## Brano scelto
____

LA CORTE SUPREMA DI CASSAZIONE
SEZIONE TRIBUTARIA
Composta dagli Ill.mi Sigg.ri Magistrati:
Dott. DE MASI Oronzo – Presidente –
Dott. PAOLITTO Liberato – Consigliere –
Dott. BALSAMO Milena – Consigliere –
Dott. MONDINI Antonio – Consigliere –
Dott. D’ORIANO Milena – rel. Consigliere –
ha pronunciato la seguente:
SENTENZA
sul ricorso n. 3385/2014 proposto da:
Agenzia Delle Entrate, in persona del Direttore pro tempore, elettivamente domiciliata in Roma Via Dei Portoghesi 12, presso l’Avvocatura Generale Dello Stato che lo rappresenta e difende
– ricorrente –
contro
M.C., elettivamente domiciliata in Roma Via Nizza n. 59, presso lo studio dell’avv. Patrizia Giannini che la rappresenta e difende unitamente all’avv. Luella Palatresi;
– controricorrente –
avverso la sentenza n. 46/2013 della COMM. TRIB. REG. TOSCANA depositata il 7/11/2013;
udita la relazione della causa svolta dal consigliere Dott.ssa D’ORIANO MILENA nella pubblica udienza del 06/10/2021, tenuta in camera di consiglio ai sensi del D.L. 28 ottobre 2020, n. 137, art.
23, comma 8-bis, conv. con modif. dalla L. 18 dicembre 2020, n. 176, nonché del D.L. 23 luglio 2021, n. 105, art. 7, conv. con modif.

____

Record del dataset di puntamento
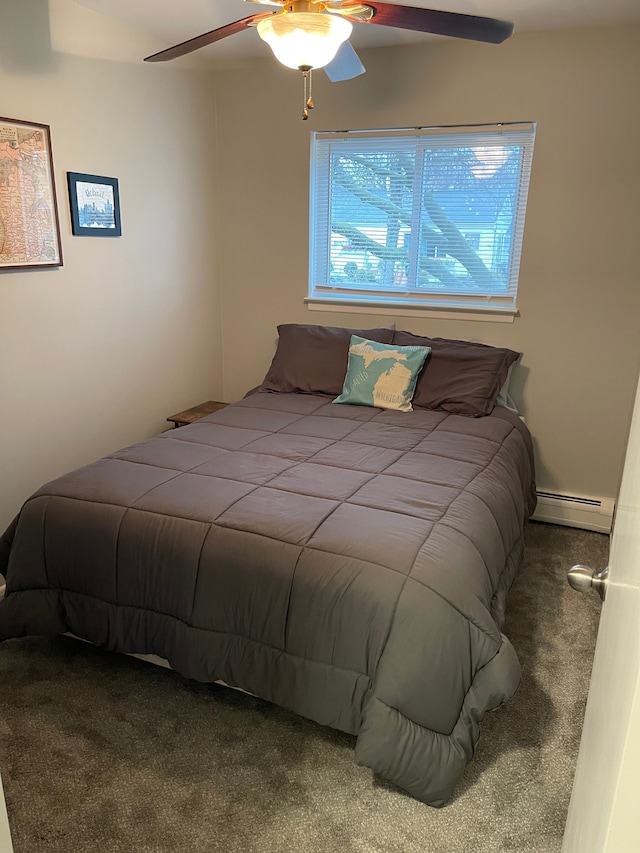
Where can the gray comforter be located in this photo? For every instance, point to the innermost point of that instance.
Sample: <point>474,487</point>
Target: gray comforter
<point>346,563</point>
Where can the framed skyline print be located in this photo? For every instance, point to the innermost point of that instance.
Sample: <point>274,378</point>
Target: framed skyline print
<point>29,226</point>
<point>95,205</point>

____

## In cosa consiste
Nella sentenza della Cassazione riportata sopra, in che data si è svolta la pubblica udienza?

## Risultato esercizio
Il 06/10/2021.